DATI DELL'ESERCIZIO:
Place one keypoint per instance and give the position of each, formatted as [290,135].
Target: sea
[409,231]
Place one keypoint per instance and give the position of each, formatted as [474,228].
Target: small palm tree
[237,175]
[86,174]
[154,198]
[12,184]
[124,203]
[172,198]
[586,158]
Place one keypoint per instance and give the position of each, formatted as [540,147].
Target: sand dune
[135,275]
* * *
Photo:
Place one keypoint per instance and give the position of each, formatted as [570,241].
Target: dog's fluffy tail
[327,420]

OBIETTIVO:
Riporta tutte le righe delle voci in cui compare la parola "give". Maiuscole e minuscole fanno differenza.

RISPOSTA:
Place one keypoint per instance and give the position of each, formatted as [290,135].
Place one keypoint per instance and give the position of each, formatted as [474,228].
Place one keypoint per instance and give the position of each, formatted as [540,147].
Place one keypoint per instance and give the position of each, formatted as [570,241].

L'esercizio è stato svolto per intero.